HENLA-CONFED-3B · PREFIX-V4 · Step 300

Balanced short-prompt demo branch — best grammar/article probes in the HENLA-CONFED family

⚠️ Research artifact. This checkpoint is part of an experimental constrained-compute research project. It is not a production model, not an AGI claim, and not a leaderboard entry. Read the limitations section before using it.

Model summary

HENLA-CONFED-3B-PREFIX-V4-STEP300 is a prefix-specialized branch of the HENLA-CONFED-3B causal language model family. It was fine-tuned from the general CLEANLM-STEP70000 base using prefix-only loss over a small set of grammar/article and HENLA-identity continuations, for 300 steps.

Within the HENLA-CONFED family it is the best balanced demonstrator: strongest on targeted grammar/article probes, competitive HENLA-identity completions, and reasonable short general continuations — at the cost of some reduction in open-ended diversity compared to the base.

Checkpoint	Best use	Limitation
PREFIX-V4-STEP300 ← this one	Balanced controlled demo; grammar/article probes; short HENLA completions	More specialized than CLEANLM; prefix conditioning can reduce open-ended diversity
CLEANLM-STEP70000	General base for further training and continuation	Weak HENLA identity; grammar/article instability
HENLA-PREFIX-150	Focused HENLA-description prompts	Strongly biased toward HENLA vocabulary on unrelated prompts

Architecture

HENLA-CONFED is a non-standard causal LM. Each Transformer block replaces the single feed-forward module with K parallel cognitive-area MLPs selected by a learned softmax gate, then fused residually before the next block.

token + position embeddings
→ N × HenlaConfederatedBlock
     → causal self-attention
     → K parallel cognitive-area MLPs   ← the confederated routing
     → learned gate (softmax over K areas)
     → weighted area fusion
     → residual stream
→ tied LM head

Configuration

Parameter	Value
Approximate parameters	~2.844 B
Layers	24
Hidden size	1 280
Attention heads	16
Cognitive areas per block	8
Context length	512
Vocabulary	GPT-2 style, 50 257 tokens
Pad / EOS token	50 256
Framework	PyTorch / Hugging Face Transformers (remote code)

Training lineage

Bootstrap (local corpus, smoke test)

Source material:
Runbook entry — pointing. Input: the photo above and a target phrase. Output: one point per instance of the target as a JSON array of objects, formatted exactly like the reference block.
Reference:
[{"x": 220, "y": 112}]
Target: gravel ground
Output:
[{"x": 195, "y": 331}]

Task requirements:
1. Rewrite the model card's paragraph that begins "HENLA-CONFED-3B-PREFIX-V4-STEP300 is a prefix-specialized branch" as a bulleted list that keeps its main facts.
2. Please list, in order, every stage that the model card's architecture diagram places inside each HenlaConfederatedBlock.
3. Carry the model card forward from where it stops.

Outputs for the tasks:
1.
- A prefix-specialized branch of the HENLA-CONFED-3B causal language model family
- Fine-tuned from the general CLEANLM-STEP70000 base
- Trained with prefix-only loss over a small set of grammar/article and HENLA-identity continuations
- Fine-tuned for 300 steps

2.
1. Causal self-attention
2. K parallel cognitive-area MLPs
3. Learned gate (softmax over K areas)
4. Weighted area fusion
5. Residual stream

3.
  └─► FineWeb-Edu streaming (steps ~30k → 57k)
        └─► LR3E5 branch (plateaued ~57k, degenerate samples)
              └─► GATEFIX 65k (auxiliary gate-entropy + area-usage loss)
                    └─► CLEANLM 70k ← general base  ●
                          └─► PREFIX-V4 300 steps ← this checkpoint  ●

PREFIX-V4 fine-tuning details:

Setting	Value
Base	CLEANLM-STEP70000
Loss	Prefix-only (loss computed only on the forced continuation, not the prompt)
Steps	300 (checkpoint published at step 300)
Learning rate	2e-5
Batch size	2
Sequence length	128

Progression observed during training: at step 50 behavior was partial; at step 200 HENLA identity was strong; at step 250–300 the best grammar/identity balance was reached.

Expected behaviors (short-prompt probes)

These are illustrative examples from internal diagnostics. They are not guaranteed outputs and can vary with temperature, sampling parameters, and context.

Prompt	Expected completion style
`HENLA is`	experimental neuro-symbolic cognitive architecture …
`HENLA is not`	not conscious / not human-level …
`Artificial intelligence is`	an important tool …
`The researchers used`	a device …
`The solar energy system is`	an important source …

Internal benchmark results

HENLA family benchmark

Categories: HENLA identity, grammar/article probes, short general continuation, repetition, bad-pattern checks, top-token sanity.

Verdict within HENLA family:

Best overall: PREFIX-V4-STEP300
Best HENLA identity: HENLA-PREFIX-150
Best general base: CLEANLM-70K

Small-LM heuristic comparison

Non-HENLA short prompts, heuristic deterministic scoring. Not a standardized leaderboard.

Model	Overall (mean)	General (mean)	Grammar/article (mean)
Phi-3.5-mini-instruct	2.25	3.00	1.00
HENLA PREFIX-V4 ← this	2.13	2.00	2.33
Qwen2.5-3B	1.81	2.30	1.00
HENLA CLEANLM 70K	1.50	2.10	0.50

Correct interpretation: PREFIX-V4 ranked second overall and first on grammar/article probes under this heuristic. Phi-3.5-mini is stronger on general prompts. This comparison uses a small, targeted prompt set and should not be read as a broad claim of superiority over mature small LMs.

Inference economics

HENLA-CONFED-3B-PREFIX-V4 is a constrained-compute experimental confederated neuro-symbolic language model produced with approximately €50 total compute cost.

On a rented NVIDIA A40 48 GB using Hugging Face Transformers bf16 greedy decoding, HENLA reaches 142.4 decode tokens/s in a short-prompt batch-4 scenario, with ~5.34 GB peak VRAM and an estimated €0.78 per 1M output tokens at €0.40/GPU-hour.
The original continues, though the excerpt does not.